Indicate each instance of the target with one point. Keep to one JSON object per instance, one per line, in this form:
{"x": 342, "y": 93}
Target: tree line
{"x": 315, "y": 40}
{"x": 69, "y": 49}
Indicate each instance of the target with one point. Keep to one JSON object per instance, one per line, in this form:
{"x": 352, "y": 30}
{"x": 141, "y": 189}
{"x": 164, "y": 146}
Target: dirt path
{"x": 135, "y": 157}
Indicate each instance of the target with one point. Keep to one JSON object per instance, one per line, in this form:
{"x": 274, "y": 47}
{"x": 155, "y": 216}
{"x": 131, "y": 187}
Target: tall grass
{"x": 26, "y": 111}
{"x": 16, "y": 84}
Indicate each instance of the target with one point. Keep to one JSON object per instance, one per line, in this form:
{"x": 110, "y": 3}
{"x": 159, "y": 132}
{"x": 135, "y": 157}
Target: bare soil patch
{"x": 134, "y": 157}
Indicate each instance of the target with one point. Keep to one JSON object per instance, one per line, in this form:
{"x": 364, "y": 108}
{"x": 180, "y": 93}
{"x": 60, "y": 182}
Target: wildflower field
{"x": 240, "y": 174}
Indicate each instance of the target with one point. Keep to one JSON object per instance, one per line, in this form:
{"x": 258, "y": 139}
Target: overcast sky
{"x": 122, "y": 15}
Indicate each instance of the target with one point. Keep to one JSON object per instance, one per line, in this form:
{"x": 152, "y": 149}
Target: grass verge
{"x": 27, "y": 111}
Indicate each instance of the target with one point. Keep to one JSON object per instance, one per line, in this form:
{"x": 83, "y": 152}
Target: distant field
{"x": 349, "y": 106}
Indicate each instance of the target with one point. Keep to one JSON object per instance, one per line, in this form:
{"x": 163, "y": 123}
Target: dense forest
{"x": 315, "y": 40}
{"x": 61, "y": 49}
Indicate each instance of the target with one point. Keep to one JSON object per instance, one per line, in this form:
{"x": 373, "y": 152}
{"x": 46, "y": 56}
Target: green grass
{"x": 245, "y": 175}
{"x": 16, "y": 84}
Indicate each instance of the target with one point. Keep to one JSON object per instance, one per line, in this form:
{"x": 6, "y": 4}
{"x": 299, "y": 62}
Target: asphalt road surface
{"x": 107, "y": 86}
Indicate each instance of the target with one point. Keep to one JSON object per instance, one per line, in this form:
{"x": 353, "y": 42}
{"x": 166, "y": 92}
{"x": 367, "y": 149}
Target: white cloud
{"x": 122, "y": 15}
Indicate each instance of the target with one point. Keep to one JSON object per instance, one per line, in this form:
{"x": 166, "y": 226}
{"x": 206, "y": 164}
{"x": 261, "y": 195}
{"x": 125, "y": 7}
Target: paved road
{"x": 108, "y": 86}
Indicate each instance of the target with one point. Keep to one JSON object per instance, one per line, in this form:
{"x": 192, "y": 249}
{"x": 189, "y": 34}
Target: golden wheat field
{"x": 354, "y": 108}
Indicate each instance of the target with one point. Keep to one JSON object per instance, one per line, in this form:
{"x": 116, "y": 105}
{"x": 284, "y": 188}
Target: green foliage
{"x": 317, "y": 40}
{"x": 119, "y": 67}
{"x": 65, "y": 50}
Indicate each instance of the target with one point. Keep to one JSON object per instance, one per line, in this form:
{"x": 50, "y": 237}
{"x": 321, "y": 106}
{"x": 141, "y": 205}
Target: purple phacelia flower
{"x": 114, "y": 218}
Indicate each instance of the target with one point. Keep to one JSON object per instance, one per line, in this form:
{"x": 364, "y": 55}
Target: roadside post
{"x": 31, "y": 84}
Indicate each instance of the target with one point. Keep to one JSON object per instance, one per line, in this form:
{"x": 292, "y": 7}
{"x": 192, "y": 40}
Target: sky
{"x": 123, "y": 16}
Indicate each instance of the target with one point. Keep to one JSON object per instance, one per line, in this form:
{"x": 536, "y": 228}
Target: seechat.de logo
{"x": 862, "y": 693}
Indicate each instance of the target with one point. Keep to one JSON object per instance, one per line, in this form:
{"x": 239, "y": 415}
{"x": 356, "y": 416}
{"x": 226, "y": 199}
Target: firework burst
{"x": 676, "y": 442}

+++

__TASK REQUIREMENTS__
List every line of the records above that contains the word "field", copying each such line in full.

__OUTPUT FOR THIS TASK__
Target: wildflower field
Target: distant field
Target: golden wheat field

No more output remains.